▶ AIM OF THE TASK
The answer must consist of each line below that contains the string "toyota".

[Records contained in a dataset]
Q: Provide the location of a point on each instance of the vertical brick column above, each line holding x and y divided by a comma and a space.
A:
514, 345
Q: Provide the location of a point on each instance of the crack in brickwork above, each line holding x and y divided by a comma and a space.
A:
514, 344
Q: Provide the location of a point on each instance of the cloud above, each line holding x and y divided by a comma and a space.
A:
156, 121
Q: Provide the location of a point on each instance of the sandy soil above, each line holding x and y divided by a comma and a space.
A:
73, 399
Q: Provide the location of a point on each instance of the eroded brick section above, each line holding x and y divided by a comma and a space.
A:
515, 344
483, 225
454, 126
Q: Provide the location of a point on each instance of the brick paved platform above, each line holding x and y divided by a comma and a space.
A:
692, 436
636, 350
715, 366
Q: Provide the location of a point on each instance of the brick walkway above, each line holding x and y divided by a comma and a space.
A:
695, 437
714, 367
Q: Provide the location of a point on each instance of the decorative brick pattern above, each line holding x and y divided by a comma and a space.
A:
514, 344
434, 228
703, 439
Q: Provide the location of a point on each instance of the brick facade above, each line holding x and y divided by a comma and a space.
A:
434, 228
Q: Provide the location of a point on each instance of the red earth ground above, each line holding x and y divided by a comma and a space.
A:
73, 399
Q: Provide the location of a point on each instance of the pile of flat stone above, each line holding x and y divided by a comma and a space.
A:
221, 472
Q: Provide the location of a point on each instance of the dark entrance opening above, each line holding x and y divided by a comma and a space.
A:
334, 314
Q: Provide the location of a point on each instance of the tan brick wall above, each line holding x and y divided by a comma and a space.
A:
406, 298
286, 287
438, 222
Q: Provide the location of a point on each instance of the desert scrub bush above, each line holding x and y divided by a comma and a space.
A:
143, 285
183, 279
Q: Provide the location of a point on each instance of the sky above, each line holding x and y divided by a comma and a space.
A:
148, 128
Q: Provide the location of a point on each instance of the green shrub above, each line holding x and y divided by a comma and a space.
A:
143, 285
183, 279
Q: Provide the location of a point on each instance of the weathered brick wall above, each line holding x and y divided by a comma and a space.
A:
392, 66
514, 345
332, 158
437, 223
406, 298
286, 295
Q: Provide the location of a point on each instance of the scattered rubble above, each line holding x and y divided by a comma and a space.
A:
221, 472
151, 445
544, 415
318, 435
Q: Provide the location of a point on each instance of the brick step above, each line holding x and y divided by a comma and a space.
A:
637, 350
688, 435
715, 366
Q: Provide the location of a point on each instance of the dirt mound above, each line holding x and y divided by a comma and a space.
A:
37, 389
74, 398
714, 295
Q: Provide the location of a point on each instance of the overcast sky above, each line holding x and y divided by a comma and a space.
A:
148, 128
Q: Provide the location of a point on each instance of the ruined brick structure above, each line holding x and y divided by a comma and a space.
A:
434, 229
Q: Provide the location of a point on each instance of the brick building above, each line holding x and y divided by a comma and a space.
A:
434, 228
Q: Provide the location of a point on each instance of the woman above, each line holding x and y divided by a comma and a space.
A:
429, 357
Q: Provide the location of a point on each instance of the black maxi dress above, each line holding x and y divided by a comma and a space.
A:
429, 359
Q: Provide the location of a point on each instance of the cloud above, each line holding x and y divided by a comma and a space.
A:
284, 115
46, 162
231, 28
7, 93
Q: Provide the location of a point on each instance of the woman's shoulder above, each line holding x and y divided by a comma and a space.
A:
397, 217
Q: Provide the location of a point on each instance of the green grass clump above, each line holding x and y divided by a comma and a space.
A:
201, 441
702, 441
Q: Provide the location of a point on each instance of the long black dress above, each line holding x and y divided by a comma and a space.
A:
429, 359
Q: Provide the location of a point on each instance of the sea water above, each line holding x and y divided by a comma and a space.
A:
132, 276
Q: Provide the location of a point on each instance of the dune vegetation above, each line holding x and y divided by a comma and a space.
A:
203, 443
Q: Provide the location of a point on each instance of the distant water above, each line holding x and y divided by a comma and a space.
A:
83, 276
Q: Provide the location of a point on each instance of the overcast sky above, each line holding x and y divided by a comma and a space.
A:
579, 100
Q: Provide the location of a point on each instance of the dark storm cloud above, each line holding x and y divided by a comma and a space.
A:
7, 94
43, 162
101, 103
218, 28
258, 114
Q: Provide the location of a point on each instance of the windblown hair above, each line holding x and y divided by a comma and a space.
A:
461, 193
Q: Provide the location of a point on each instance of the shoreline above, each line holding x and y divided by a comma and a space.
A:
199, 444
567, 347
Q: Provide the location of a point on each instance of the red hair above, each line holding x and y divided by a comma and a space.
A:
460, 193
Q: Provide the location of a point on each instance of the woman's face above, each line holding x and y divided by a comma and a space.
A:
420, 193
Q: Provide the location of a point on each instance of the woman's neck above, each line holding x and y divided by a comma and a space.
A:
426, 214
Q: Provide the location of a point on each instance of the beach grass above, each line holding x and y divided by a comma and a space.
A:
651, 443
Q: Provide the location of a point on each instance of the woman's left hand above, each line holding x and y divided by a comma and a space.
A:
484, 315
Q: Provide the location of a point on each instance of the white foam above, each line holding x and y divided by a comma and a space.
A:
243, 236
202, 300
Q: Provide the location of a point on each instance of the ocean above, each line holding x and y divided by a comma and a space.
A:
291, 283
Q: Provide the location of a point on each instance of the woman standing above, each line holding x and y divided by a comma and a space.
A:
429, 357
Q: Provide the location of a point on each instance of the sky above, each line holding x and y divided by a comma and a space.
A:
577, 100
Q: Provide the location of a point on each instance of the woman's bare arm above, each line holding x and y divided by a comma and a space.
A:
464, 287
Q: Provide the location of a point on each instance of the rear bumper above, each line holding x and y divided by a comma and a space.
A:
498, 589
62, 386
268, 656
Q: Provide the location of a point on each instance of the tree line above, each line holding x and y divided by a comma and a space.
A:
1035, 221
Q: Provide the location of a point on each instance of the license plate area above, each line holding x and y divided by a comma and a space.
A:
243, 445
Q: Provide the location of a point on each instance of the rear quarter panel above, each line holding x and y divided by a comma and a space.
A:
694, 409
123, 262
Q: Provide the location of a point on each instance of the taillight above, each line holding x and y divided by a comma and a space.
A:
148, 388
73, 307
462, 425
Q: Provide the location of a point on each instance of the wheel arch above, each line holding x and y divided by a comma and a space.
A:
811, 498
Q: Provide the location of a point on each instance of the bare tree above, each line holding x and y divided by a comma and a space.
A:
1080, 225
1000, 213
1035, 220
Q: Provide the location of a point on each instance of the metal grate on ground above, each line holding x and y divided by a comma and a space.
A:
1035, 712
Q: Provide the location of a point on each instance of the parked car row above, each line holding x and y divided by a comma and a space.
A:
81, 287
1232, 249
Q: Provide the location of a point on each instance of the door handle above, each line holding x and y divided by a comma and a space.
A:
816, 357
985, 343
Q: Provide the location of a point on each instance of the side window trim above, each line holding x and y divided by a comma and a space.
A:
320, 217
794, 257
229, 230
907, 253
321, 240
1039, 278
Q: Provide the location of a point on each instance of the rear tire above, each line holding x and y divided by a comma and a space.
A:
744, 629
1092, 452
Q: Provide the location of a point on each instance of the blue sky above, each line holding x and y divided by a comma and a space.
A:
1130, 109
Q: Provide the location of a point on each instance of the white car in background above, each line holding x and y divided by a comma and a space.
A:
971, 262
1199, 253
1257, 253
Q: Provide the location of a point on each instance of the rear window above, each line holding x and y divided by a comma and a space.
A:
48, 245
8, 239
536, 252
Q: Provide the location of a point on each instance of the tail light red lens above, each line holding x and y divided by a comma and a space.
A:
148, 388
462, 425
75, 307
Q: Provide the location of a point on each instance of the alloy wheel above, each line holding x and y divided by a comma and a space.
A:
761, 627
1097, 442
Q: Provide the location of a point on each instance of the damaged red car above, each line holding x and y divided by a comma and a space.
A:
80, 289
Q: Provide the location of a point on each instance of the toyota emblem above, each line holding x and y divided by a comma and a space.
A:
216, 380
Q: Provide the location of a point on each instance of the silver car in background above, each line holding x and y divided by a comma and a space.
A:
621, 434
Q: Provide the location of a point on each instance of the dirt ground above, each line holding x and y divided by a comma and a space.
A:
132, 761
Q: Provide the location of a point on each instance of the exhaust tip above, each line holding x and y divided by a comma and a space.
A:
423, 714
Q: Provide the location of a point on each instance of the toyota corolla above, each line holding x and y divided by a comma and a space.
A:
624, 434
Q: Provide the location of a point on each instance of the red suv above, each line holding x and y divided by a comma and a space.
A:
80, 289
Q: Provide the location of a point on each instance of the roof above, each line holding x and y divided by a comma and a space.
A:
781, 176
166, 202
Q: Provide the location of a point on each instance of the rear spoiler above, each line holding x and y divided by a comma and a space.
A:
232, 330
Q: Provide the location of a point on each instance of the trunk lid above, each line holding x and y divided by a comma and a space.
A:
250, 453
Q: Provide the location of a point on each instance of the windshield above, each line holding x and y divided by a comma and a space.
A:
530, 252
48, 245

▶ SOLVED EXERCISE
Q: Provide the location of a point on each instance of the toyota emblem above, each line holding x and y divided by a comma and a space.
Q: Provide the location of a point on each instance of the toyota corolla above, each line holding x and y divided by a comma and a space.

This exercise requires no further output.